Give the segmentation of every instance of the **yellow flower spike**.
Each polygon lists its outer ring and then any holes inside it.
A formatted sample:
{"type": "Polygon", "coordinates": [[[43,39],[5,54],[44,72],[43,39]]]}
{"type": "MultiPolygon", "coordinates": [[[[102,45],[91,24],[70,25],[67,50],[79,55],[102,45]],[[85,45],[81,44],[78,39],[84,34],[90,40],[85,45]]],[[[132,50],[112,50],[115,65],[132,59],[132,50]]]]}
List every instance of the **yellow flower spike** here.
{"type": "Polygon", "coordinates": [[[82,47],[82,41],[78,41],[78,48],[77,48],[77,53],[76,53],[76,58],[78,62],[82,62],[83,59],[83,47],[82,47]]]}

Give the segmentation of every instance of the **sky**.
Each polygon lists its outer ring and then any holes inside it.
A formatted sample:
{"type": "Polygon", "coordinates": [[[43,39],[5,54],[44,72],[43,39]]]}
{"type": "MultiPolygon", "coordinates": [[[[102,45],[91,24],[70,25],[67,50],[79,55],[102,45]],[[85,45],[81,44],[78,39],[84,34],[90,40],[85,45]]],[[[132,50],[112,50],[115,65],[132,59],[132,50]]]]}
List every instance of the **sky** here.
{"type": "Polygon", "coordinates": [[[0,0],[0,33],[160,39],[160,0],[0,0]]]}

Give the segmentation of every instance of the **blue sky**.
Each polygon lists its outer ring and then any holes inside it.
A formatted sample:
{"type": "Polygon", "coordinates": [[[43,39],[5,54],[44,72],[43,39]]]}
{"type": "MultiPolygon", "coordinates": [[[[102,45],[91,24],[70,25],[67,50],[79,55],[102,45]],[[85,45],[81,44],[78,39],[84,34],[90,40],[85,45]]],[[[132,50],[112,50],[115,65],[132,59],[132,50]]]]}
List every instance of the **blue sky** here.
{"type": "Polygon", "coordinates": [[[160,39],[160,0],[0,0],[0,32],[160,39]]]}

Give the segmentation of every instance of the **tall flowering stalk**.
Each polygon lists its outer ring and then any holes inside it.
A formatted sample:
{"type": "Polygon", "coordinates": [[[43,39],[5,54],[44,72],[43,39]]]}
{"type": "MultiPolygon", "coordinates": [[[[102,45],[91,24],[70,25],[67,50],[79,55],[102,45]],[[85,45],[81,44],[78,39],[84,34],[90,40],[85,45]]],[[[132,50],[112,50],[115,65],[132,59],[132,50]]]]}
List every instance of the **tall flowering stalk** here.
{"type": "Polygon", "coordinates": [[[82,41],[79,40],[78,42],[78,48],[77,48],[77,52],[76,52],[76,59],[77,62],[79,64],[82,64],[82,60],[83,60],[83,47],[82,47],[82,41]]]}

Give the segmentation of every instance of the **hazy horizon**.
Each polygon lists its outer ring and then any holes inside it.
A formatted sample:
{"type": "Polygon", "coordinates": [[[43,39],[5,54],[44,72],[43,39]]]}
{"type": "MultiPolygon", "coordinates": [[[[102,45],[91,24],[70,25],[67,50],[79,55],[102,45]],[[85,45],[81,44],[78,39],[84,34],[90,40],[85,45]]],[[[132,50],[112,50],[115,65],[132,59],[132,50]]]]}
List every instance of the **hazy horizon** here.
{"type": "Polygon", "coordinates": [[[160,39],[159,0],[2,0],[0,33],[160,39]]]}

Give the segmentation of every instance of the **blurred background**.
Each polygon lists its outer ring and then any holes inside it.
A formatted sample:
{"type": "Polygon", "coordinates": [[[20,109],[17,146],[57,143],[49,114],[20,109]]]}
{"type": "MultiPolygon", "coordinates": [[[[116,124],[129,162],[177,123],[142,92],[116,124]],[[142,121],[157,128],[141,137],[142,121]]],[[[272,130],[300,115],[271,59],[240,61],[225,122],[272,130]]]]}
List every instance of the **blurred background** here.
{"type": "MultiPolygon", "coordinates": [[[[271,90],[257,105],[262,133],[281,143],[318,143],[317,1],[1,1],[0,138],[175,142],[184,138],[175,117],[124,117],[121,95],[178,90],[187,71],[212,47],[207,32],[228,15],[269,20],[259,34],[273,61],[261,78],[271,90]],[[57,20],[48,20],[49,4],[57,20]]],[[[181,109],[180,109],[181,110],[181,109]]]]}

########

What the task asks
Transcribe every entry exactly.

Exercise solution
Give the segmentation of every instance of the **yellow flower spike**.
Each polygon lists its outer ring and then any holes inside it.
A formatted sample:
{"type": "Polygon", "coordinates": [[[43,39],[5,54],[44,72],[43,39]]]}
{"type": "MultiPolygon", "coordinates": [[[[102,45],[91,24],[70,25],[67,50],[79,55],[102,45]],[[85,45],[81,44],[78,39],[84,34],[90,40],[85,45]]],[[[132,50],[112,50],[115,65],[132,59],[132,50]]]]}
List every instance of the **yellow flower spike** here.
{"type": "Polygon", "coordinates": [[[82,47],[82,41],[78,41],[78,48],[77,48],[77,53],[76,53],[76,58],[78,62],[82,62],[83,59],[83,47],[82,47]]]}

Give the segmentation of every instance of the **sky**.
Each polygon lists its outer ring and then any holes inside it.
A formatted sample:
{"type": "Polygon", "coordinates": [[[43,39],[5,54],[44,72],[43,39]]]}
{"type": "MultiPolygon", "coordinates": [[[[102,45],[91,24],[70,25],[67,50],[79,55],[102,45]],[[85,45],[81,44],[78,39],[84,34],[90,40],[85,45]]],[[[132,50],[112,50],[115,65],[132,59],[132,50]]]]}
List every instance of the **sky** here.
{"type": "Polygon", "coordinates": [[[0,0],[0,33],[160,39],[160,0],[0,0]]]}

Give the segmentation of every instance of the **blue sky**.
Each polygon lists its outer ring and then any holes inside it.
A formatted sample:
{"type": "Polygon", "coordinates": [[[43,39],[5,54],[44,72],[43,39]]]}
{"type": "MultiPolygon", "coordinates": [[[[102,45],[91,24],[70,25],[67,50],[79,55],[102,45]],[[85,45],[81,44],[78,39],[84,34],[90,40],[85,45]]],[[[132,50],[112,50],[115,65],[132,59],[132,50]]]]}
List every instance of the **blue sky** here.
{"type": "Polygon", "coordinates": [[[160,39],[160,0],[0,0],[0,32],[160,39]]]}

Give the segmentation of every instance of the **tall flowering stalk**.
Each polygon lists its outer ring and then any holes inside it.
A formatted sample:
{"type": "Polygon", "coordinates": [[[43,39],[5,54],[44,72],[43,39]]]}
{"type": "MultiPolygon", "coordinates": [[[[102,45],[91,24],[70,25],[67,50],[79,55],[102,45]],[[85,45],[81,44],[78,39],[84,34],[90,40],[85,45]]],[[[132,50],[112,50],[115,65],[132,59],[132,50]]]]}
List every instance of the **tall flowering stalk** here.
{"type": "Polygon", "coordinates": [[[82,41],[79,40],[78,42],[78,48],[77,48],[77,52],[76,52],[76,59],[77,62],[79,64],[82,64],[82,60],[83,60],[83,47],[82,47],[82,41]]]}

Give the segmentation of every instance of the **hazy horizon**.
Each polygon lists its outer ring and then any holes inside it.
A formatted sample:
{"type": "Polygon", "coordinates": [[[43,39],[5,54],[44,72],[43,39]]]}
{"type": "MultiPolygon", "coordinates": [[[[102,45],[91,24],[70,25],[67,50],[79,55],[102,45]],[[85,45],[81,44],[78,39],[84,34],[90,40],[85,45]]],[[[132,50],[112,50],[115,65],[132,59],[132,50]]]]}
List every instance of the **hazy horizon** here.
{"type": "Polygon", "coordinates": [[[160,39],[159,0],[2,0],[0,33],[160,39]]]}

Give the segmentation of every instance of the **blurred background**.
Each polygon lists its outer ring and then any holes inside it.
A formatted sample:
{"type": "Polygon", "coordinates": [[[20,109],[17,146],[57,143],[49,114],[20,109]]]}
{"type": "MultiPolygon", "coordinates": [[[[116,124],[129,162],[177,123],[142,92],[116,124]],[[142,121],[157,128],[141,137],[142,121]]],[[[272,130],[300,115],[271,59],[240,61],[225,122],[272,130]]]]}
List every instance of the **blurred background** here.
{"type": "MultiPolygon", "coordinates": [[[[271,90],[257,105],[262,133],[281,143],[318,143],[317,1],[1,1],[0,138],[175,142],[184,138],[175,117],[124,117],[121,95],[178,90],[187,71],[212,47],[207,32],[228,15],[269,20],[259,34],[273,61],[261,78],[271,90]],[[57,20],[48,20],[49,4],[57,20]]],[[[181,109],[180,109],[181,110],[181,109]]]]}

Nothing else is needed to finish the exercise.